╭──
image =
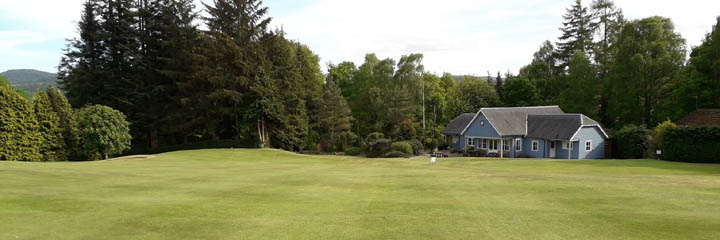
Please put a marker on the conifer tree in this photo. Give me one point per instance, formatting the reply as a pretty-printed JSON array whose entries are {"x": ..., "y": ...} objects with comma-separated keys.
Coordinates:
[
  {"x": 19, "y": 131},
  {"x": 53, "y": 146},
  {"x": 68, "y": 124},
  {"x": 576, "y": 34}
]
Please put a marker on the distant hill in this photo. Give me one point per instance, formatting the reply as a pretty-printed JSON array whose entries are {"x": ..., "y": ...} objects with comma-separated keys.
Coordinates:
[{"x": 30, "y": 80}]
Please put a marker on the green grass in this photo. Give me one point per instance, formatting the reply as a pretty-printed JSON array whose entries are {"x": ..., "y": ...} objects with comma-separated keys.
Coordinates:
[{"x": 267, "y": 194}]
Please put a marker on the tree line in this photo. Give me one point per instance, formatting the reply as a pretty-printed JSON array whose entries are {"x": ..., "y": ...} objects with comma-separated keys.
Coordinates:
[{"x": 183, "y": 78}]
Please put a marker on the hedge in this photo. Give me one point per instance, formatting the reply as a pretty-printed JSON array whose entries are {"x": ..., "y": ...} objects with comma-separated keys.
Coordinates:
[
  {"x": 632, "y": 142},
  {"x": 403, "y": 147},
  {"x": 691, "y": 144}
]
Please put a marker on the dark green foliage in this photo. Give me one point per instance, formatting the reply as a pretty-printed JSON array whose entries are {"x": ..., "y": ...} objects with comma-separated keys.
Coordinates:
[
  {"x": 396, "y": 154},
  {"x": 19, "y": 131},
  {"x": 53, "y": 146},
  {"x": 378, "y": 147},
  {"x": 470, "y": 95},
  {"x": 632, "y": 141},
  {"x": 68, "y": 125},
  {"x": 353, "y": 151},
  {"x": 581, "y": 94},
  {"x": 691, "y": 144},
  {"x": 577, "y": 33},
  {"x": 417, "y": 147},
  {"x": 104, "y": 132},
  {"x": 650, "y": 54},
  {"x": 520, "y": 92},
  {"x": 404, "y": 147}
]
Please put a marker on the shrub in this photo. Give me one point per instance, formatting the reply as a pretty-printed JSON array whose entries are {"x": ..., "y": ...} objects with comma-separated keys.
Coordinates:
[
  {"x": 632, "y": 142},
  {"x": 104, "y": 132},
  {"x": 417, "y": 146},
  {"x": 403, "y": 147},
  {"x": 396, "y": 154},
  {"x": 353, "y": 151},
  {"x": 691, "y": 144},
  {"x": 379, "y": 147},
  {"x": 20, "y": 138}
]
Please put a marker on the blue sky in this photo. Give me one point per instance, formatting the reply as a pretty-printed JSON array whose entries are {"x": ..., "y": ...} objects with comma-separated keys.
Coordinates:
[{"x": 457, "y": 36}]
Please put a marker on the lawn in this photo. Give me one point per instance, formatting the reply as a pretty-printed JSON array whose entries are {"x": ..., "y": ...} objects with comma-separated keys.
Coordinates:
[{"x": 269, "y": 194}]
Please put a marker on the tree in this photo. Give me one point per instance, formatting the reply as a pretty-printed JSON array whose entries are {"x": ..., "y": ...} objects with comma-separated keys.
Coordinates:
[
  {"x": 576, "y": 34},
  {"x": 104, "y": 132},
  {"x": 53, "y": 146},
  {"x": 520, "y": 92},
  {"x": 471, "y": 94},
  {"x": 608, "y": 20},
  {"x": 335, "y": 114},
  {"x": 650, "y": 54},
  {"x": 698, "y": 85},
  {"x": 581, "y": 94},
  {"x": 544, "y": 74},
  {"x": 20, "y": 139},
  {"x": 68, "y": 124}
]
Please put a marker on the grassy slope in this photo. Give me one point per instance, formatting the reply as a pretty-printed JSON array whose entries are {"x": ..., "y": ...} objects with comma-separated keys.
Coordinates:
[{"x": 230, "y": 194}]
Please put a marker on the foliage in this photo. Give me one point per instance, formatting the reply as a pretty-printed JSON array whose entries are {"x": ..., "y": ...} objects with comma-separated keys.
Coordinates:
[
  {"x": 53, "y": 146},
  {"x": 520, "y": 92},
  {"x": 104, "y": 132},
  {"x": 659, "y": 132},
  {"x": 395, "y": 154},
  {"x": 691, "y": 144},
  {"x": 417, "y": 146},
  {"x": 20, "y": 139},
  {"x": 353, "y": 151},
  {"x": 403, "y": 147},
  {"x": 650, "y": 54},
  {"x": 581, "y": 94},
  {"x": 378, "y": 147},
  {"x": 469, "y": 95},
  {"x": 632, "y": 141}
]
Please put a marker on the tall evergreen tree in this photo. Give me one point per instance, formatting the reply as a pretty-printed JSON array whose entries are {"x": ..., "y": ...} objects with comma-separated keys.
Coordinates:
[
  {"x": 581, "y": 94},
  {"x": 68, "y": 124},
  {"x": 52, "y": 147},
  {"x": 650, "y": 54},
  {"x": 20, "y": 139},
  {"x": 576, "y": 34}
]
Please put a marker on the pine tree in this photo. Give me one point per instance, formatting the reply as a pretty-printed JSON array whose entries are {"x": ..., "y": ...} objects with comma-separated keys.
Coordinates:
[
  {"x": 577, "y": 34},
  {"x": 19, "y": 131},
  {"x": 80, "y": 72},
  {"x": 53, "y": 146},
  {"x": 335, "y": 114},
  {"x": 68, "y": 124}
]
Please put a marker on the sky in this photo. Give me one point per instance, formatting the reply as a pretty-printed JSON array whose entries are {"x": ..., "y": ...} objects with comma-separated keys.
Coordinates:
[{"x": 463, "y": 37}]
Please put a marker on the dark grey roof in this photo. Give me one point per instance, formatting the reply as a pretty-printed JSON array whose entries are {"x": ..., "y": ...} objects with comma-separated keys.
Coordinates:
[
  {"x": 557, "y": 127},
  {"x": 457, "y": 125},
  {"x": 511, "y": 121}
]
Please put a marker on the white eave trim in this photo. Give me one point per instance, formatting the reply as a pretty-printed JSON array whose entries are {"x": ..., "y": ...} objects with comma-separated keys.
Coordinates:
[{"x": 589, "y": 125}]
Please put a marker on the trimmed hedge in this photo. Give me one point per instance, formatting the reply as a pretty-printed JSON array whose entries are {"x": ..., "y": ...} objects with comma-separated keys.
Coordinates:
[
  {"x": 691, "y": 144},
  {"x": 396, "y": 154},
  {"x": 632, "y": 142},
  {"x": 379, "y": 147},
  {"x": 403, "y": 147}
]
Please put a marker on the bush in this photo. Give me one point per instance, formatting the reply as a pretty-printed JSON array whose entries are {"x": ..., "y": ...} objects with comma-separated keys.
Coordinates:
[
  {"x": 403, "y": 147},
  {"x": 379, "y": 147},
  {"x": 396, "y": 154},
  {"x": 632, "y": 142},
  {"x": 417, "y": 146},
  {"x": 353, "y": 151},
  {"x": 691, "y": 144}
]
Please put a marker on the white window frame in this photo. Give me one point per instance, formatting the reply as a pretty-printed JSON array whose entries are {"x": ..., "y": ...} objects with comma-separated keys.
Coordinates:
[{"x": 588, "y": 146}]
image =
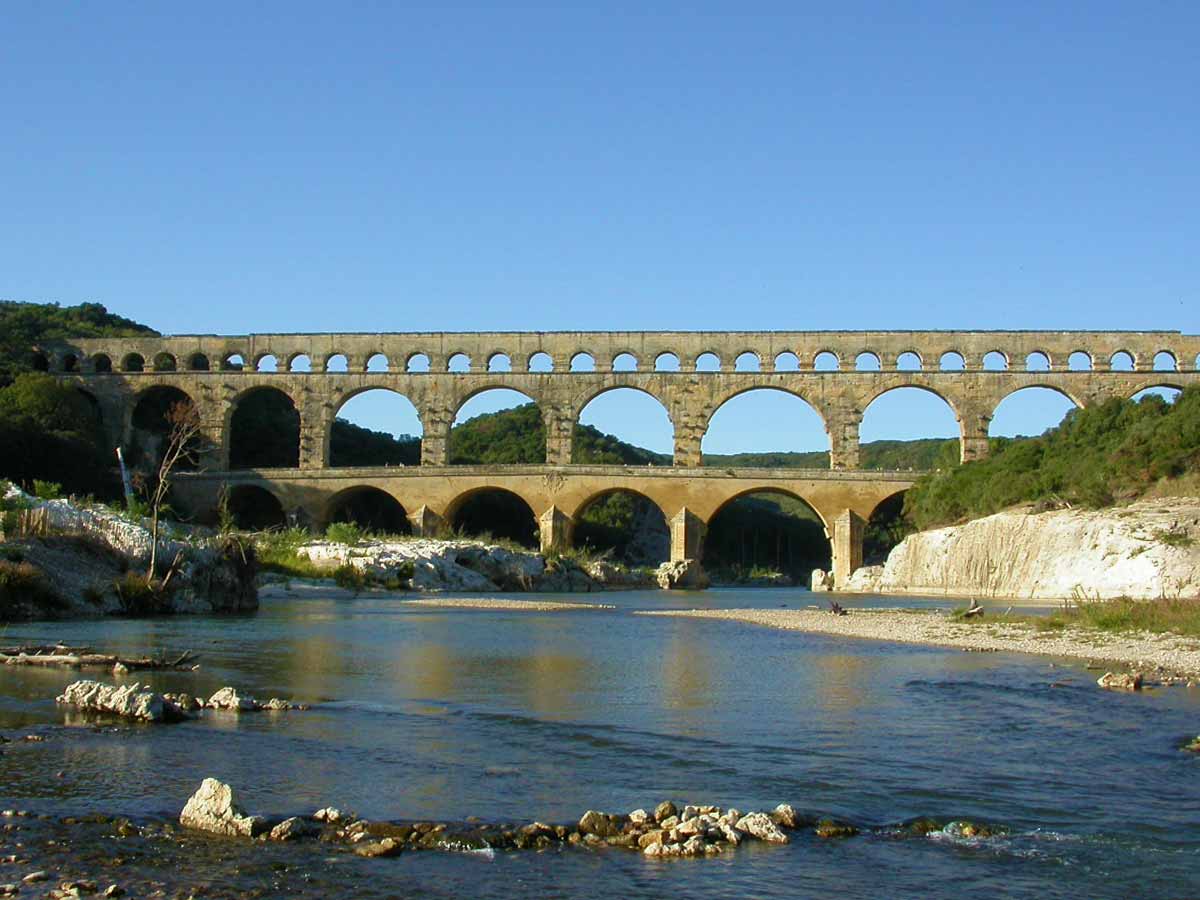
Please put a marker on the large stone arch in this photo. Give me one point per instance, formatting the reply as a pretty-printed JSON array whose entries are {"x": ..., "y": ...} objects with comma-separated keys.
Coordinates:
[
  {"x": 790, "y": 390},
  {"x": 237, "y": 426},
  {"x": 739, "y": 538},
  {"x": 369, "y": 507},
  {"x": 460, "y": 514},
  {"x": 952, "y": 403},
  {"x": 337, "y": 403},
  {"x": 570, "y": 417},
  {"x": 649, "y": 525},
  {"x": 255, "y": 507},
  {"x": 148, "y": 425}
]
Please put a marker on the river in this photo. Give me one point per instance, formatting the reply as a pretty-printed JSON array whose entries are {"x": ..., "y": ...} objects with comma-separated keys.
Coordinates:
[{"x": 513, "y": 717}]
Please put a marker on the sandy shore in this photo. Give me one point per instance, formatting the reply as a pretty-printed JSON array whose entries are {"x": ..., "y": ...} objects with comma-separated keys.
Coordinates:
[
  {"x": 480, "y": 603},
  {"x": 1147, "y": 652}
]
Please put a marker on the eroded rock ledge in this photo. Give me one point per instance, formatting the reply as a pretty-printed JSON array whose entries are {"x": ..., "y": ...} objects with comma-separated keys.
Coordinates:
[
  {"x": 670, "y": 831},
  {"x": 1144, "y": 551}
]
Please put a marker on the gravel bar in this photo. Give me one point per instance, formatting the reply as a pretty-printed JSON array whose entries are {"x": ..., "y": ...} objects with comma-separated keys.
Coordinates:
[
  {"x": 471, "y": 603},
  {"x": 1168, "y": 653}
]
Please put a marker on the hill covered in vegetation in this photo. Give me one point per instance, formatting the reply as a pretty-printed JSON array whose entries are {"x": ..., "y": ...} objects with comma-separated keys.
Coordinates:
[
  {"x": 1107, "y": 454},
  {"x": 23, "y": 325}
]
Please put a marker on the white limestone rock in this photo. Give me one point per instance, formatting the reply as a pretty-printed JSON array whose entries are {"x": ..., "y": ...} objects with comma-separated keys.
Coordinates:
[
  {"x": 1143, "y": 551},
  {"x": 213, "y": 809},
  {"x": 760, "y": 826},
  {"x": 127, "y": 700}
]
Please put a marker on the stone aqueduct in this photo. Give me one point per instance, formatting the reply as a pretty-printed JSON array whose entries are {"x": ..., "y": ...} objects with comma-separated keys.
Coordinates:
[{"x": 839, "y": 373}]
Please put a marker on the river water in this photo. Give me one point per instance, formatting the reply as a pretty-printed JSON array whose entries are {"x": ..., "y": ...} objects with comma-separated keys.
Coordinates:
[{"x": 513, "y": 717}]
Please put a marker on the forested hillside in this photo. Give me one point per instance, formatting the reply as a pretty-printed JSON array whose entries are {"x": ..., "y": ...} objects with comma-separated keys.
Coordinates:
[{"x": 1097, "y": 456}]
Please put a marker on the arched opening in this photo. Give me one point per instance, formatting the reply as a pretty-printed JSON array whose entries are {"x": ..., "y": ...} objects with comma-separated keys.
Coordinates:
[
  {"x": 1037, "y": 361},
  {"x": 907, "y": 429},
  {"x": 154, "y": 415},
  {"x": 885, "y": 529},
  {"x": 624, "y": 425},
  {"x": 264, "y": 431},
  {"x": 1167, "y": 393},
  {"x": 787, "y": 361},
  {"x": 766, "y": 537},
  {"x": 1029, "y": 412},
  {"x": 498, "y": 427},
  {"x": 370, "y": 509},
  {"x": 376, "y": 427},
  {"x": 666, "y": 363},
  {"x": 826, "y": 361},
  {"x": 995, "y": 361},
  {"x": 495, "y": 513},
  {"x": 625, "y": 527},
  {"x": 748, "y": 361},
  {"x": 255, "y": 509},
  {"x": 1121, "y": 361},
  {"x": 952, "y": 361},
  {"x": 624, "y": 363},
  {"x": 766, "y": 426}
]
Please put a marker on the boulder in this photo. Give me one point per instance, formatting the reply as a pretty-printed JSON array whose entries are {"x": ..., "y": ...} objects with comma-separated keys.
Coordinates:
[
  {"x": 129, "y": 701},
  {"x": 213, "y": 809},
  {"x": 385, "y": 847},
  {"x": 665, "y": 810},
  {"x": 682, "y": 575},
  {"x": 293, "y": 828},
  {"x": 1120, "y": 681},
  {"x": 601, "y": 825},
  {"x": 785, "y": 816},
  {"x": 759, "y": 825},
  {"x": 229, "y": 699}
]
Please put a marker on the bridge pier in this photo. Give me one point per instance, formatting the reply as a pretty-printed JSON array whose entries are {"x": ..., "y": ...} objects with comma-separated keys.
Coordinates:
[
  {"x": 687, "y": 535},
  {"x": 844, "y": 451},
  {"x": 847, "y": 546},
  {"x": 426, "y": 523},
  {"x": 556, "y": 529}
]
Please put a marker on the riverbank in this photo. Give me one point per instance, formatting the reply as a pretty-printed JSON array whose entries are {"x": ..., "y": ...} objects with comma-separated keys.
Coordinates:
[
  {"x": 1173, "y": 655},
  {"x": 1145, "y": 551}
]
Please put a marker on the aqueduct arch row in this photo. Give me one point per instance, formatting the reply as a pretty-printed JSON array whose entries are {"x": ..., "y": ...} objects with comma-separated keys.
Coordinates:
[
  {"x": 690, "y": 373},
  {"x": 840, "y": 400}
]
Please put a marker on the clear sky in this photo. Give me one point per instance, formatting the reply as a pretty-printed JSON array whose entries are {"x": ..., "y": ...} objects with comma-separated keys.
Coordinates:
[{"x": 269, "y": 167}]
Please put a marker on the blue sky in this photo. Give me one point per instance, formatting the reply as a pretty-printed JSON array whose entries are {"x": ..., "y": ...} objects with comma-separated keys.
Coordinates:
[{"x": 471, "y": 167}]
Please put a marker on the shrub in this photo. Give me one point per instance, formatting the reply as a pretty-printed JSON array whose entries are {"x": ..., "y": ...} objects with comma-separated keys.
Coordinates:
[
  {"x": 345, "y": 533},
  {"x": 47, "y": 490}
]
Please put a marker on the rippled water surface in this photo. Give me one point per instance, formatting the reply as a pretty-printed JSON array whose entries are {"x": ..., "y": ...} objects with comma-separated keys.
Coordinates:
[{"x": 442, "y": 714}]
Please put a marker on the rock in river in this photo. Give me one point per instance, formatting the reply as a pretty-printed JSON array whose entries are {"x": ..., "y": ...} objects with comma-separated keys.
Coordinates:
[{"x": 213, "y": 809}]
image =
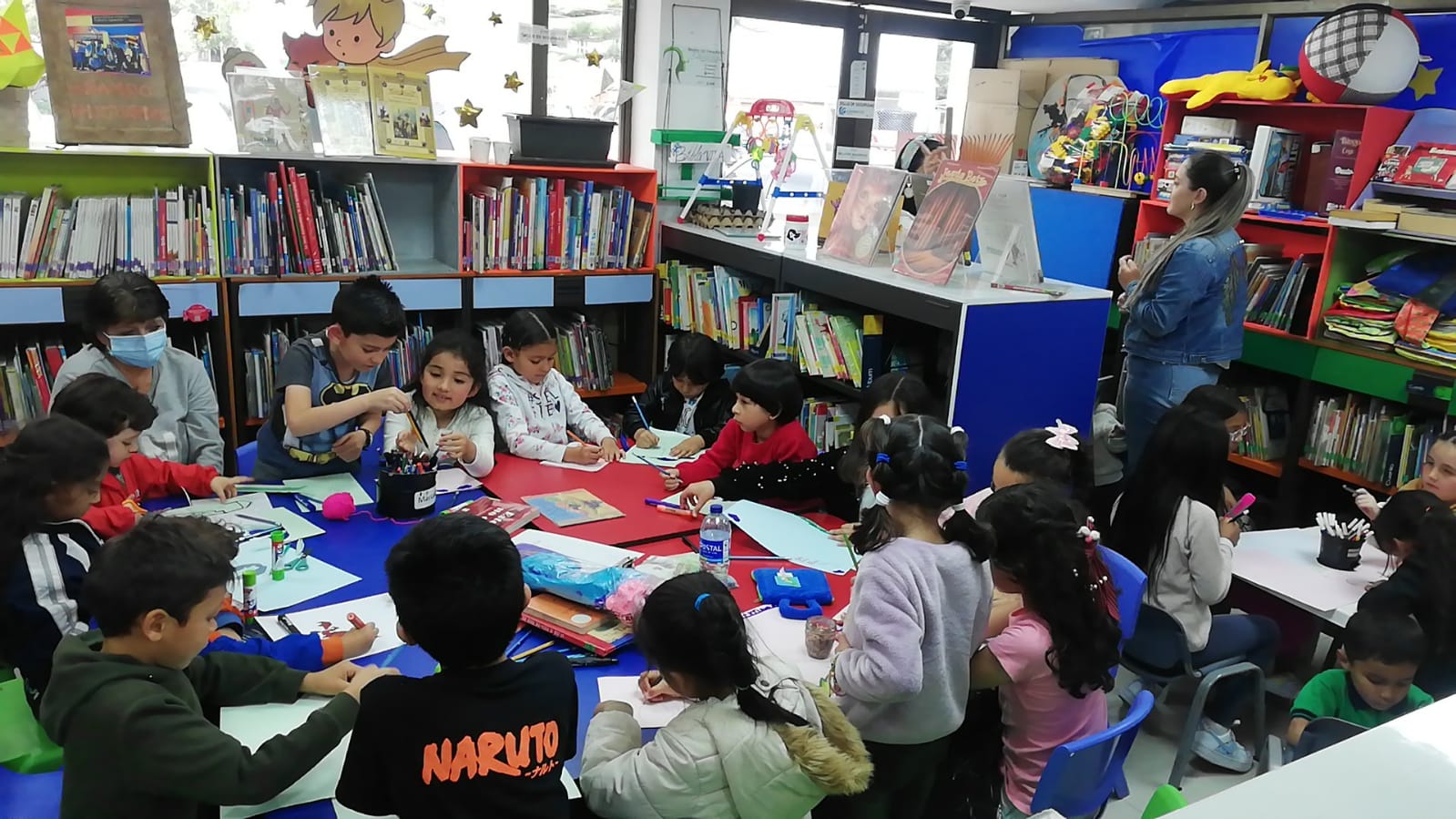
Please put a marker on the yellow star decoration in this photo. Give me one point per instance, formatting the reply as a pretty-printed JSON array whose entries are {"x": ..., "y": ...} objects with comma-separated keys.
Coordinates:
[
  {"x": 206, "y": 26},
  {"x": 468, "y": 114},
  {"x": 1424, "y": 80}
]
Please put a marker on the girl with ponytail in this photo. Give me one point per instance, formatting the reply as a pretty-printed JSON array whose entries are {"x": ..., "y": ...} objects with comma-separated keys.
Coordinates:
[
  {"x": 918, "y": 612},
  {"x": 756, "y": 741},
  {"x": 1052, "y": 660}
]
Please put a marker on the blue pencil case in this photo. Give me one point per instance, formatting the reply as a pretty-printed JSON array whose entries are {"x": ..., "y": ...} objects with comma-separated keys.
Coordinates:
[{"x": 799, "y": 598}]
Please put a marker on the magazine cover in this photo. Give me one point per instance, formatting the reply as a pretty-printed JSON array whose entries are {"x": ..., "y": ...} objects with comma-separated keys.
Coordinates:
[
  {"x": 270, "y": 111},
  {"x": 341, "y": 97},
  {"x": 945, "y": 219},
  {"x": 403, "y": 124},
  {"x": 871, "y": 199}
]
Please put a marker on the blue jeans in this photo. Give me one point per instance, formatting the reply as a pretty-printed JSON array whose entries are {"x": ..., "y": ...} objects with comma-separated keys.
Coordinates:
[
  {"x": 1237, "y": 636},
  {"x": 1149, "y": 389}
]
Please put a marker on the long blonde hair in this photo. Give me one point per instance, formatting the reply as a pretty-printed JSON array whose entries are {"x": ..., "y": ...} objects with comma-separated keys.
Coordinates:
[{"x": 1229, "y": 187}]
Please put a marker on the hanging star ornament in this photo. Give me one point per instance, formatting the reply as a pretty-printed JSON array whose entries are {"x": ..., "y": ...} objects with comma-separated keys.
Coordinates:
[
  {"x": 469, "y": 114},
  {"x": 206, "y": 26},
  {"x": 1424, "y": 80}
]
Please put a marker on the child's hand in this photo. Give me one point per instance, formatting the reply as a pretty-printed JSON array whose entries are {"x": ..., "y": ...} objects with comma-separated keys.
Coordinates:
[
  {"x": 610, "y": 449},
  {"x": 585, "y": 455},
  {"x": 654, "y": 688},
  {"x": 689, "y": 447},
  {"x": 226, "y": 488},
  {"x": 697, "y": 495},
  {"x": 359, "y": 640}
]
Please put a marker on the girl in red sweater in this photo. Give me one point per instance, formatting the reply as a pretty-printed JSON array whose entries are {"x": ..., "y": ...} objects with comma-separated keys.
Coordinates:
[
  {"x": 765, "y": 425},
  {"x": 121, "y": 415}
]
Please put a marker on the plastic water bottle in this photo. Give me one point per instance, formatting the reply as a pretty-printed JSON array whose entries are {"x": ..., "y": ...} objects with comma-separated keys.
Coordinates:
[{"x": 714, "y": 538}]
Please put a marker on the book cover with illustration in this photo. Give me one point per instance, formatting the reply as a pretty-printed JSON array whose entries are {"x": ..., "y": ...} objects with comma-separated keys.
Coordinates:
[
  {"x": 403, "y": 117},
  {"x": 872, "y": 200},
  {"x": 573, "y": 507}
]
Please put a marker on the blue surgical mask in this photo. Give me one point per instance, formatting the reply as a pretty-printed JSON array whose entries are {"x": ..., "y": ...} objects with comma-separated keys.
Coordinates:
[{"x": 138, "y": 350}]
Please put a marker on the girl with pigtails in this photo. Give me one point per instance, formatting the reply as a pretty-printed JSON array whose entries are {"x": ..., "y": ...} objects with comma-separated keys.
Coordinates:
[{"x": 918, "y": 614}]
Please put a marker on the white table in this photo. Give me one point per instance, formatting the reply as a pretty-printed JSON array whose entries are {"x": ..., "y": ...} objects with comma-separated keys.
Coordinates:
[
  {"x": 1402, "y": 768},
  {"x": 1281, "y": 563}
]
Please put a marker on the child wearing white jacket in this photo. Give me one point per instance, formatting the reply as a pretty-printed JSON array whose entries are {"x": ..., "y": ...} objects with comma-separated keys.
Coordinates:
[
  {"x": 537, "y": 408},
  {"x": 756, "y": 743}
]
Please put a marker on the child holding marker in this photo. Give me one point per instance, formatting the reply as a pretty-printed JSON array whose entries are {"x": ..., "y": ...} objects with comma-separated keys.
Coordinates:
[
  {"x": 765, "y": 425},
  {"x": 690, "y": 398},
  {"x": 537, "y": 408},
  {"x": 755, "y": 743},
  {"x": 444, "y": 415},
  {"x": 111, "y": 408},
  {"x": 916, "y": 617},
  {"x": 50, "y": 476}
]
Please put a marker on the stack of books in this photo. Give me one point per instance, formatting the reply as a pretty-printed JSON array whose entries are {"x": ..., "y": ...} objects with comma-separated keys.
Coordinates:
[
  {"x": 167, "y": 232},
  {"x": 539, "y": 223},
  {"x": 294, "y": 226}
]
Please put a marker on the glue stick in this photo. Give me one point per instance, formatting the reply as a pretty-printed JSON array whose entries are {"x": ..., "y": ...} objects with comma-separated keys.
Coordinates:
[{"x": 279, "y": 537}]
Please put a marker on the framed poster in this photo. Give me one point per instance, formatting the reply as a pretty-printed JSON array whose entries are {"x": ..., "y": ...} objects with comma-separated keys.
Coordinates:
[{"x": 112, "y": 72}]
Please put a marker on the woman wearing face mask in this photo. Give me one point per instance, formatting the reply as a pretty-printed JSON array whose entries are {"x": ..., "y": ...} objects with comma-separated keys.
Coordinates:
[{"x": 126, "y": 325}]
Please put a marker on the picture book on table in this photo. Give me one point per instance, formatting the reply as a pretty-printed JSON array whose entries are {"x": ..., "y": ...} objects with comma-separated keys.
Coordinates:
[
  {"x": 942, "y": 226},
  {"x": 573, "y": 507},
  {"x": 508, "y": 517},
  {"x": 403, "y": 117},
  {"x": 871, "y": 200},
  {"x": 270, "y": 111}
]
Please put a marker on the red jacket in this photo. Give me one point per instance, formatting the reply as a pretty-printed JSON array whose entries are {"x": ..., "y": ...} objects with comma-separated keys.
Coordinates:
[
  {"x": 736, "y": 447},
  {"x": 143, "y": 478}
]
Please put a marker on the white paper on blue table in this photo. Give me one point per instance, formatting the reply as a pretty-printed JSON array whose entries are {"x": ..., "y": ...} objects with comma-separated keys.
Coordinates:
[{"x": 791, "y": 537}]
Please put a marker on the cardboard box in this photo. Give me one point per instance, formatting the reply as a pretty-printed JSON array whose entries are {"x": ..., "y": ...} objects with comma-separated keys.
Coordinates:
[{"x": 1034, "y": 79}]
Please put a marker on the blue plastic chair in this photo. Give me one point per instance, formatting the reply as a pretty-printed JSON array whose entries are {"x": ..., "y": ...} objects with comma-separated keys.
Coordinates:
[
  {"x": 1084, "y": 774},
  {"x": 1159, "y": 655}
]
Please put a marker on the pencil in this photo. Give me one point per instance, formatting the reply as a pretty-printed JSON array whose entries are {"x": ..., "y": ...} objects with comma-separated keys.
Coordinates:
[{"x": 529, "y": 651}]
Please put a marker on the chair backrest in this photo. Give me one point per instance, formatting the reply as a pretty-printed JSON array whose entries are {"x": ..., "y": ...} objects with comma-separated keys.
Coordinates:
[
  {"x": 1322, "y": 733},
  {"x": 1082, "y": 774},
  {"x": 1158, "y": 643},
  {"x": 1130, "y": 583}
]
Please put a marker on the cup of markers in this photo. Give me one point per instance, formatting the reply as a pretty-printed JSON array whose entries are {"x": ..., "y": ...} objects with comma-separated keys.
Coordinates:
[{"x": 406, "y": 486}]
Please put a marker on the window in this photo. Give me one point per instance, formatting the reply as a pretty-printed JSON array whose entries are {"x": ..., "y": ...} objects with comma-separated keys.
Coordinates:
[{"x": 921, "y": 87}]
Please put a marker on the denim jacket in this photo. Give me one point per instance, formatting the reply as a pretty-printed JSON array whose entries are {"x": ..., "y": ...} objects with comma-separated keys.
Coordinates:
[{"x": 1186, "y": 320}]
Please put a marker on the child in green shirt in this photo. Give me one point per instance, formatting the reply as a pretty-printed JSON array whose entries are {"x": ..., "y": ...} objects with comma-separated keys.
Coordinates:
╰──
__Task directions__
Whenever a line in the entries above includes the word "hedge", pull that line out.

__Your solution__
Please put a marker on the hedge in this photo. Give me one point per instance, formatting the reply as a pretty-printed JSON array whose entries are {"x": ..., "y": ...} objects with comma-separated keys.
Please put a marker on the trimmed hedge in this photo. Give me one point per instance, formatting the reply as a pretty-printed JSON array whose entries are {"x": ..., "y": ...} objects with comma-separated keys.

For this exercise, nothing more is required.